_Set task:_
Rewrite the items below, changing "instance" to "object" and keeping everything else the same.
——
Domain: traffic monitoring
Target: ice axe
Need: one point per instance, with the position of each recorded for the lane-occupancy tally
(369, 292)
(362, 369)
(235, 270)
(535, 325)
——
_Answer to the exercise:_
Domain: traffic monitoring
Target: ice axe
Need: one point per object, with the position of each recorded for the lane-occupancy tally
(369, 292)
(362, 369)
(235, 270)
(535, 325)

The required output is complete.